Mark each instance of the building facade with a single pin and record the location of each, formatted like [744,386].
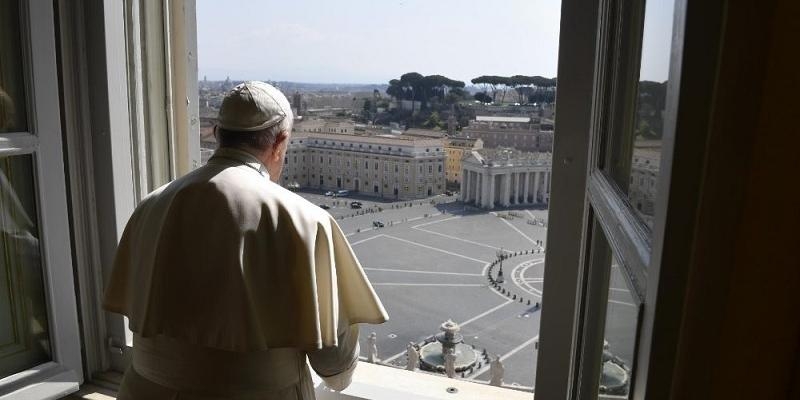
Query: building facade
[385,166]
[456,147]
[644,176]
[521,133]
[504,177]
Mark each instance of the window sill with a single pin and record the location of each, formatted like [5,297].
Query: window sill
[47,381]
[371,381]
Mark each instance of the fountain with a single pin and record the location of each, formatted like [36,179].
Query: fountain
[615,377]
[432,354]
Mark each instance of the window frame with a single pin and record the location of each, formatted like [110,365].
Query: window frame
[42,140]
[574,286]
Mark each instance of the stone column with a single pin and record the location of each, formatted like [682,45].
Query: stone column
[490,190]
[478,188]
[527,187]
[465,185]
[506,189]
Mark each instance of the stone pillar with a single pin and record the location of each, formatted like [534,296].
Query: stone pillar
[490,190]
[465,185]
[478,188]
[526,188]
[506,189]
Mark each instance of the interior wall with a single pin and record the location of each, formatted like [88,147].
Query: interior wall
[740,337]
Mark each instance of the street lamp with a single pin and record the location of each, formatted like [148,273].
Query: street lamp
[500,255]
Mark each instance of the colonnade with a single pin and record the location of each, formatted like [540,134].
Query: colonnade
[487,188]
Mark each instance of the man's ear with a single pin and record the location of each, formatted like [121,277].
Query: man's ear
[279,140]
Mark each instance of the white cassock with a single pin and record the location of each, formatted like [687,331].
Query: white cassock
[229,281]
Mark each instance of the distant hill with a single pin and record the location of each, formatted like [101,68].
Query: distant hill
[330,87]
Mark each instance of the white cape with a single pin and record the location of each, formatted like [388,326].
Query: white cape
[224,258]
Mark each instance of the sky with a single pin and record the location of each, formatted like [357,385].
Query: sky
[373,41]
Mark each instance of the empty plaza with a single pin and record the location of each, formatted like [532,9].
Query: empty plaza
[429,263]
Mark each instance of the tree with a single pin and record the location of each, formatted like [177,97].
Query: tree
[434,121]
[489,80]
[412,82]
[483,97]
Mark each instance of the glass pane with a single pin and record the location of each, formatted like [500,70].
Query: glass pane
[621,328]
[24,332]
[637,153]
[12,90]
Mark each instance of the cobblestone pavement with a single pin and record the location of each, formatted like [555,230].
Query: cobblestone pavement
[429,263]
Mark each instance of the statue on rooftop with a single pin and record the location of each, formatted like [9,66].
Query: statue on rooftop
[450,364]
[413,357]
[496,370]
[372,348]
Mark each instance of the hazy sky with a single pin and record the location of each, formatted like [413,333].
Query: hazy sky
[372,41]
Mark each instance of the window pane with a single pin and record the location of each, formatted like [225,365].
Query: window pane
[12,90]
[637,151]
[24,334]
[621,328]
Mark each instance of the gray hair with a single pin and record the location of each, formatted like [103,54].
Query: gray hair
[260,140]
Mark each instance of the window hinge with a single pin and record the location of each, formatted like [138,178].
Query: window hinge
[114,347]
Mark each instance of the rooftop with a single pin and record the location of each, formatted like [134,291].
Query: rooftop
[486,118]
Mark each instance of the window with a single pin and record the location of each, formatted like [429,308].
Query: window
[608,312]
[35,230]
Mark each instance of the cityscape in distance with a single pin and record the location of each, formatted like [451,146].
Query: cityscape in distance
[442,188]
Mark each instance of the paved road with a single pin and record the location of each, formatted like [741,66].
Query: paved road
[428,264]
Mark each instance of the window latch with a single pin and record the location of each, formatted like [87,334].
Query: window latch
[113,347]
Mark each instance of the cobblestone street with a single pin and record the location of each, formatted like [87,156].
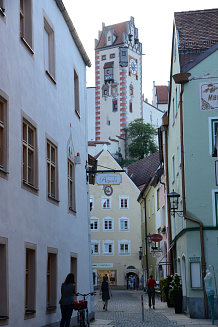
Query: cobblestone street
[125,310]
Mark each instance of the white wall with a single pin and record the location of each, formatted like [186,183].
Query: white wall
[29,217]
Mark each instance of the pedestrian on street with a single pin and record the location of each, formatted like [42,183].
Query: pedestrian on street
[66,301]
[105,292]
[151,283]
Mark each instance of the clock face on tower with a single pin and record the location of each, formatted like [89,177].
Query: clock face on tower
[133,66]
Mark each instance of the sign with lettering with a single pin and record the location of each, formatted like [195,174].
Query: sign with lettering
[209,96]
[108,179]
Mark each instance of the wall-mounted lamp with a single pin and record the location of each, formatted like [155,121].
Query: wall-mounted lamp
[174,202]
[140,253]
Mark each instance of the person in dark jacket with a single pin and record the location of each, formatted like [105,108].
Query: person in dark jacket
[66,301]
[105,292]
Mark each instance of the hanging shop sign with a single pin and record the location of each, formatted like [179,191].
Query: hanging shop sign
[111,179]
[209,96]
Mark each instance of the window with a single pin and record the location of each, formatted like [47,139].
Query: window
[173,169]
[76,93]
[124,247]
[106,203]
[49,50]
[52,170]
[4,278]
[130,106]
[29,154]
[30,280]
[124,202]
[52,280]
[3,134]
[71,186]
[95,247]
[213,136]
[152,204]
[158,199]
[26,22]
[108,247]
[94,224]
[124,224]
[108,224]
[114,105]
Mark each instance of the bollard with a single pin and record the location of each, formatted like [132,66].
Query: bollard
[142,308]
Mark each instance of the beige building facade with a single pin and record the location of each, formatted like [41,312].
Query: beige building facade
[115,224]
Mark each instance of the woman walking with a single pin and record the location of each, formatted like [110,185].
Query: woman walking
[66,301]
[105,292]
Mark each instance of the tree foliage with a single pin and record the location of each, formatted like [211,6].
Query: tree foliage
[141,139]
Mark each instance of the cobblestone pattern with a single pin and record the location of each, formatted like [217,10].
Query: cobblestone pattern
[125,310]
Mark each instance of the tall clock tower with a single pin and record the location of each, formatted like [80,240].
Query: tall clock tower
[118,73]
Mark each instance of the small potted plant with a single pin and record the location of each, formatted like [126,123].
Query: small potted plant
[176,290]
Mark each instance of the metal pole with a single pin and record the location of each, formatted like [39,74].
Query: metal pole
[142,308]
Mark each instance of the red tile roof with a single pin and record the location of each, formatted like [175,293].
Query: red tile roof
[162,94]
[143,170]
[119,29]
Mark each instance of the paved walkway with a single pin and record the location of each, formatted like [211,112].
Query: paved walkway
[125,310]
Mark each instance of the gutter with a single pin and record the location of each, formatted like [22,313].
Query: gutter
[197,221]
[73,32]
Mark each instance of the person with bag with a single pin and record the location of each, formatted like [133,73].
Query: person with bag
[66,301]
[105,292]
[151,283]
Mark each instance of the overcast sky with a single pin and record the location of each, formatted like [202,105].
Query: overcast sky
[154,20]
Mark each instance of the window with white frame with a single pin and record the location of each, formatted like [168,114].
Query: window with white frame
[94,224]
[152,203]
[95,247]
[71,186]
[124,247]
[213,136]
[91,199]
[106,203]
[173,168]
[29,154]
[3,134]
[124,224]
[26,22]
[52,180]
[49,50]
[108,247]
[108,224]
[124,202]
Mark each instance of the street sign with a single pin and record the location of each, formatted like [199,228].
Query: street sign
[156,237]
[108,179]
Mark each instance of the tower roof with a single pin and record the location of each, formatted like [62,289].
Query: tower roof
[118,29]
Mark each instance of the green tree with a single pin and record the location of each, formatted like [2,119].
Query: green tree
[141,139]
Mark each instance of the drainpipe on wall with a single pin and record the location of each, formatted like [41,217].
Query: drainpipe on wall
[146,245]
[203,261]
[171,270]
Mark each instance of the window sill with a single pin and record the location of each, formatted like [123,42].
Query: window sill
[50,77]
[30,187]
[27,45]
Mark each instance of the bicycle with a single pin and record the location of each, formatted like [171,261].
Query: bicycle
[82,307]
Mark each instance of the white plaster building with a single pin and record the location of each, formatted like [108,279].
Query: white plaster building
[115,224]
[44,206]
[118,71]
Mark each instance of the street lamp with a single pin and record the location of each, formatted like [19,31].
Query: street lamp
[174,202]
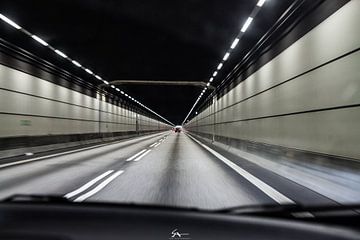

◆ TASK REQUIREMENTS: Every line from the one containing "Mark each instance of the drainpipe" to the last line of the material must be returned exactly. Leave out any pictures.

◆ EXERCISE ANSWER:
Mark each instance of the drainpipe on wall with a single pin and record the location of each, formatted like [41,217].
Query: drainpipe on wall
[146,245]
[203,261]
[171,270]
Mark each instance of the window sill with a single pin and record the location of each, formatted like [123,42].
Query: window sill
[50,77]
[30,187]
[27,45]
Mark each instance of the bicycle with a single pin and record the location of each, formatted like [171,261].
Query: bicycle
[82,307]
Mark each instance of the white plaster building with a single pin and record the location of each, formatted like [108,279].
Query: white plaster building
[115,224]
[44,206]
[118,71]
Mark each instance of the street lamp with a single pin and record the location of each, formatted like [19,31].
Query: street lamp
[174,202]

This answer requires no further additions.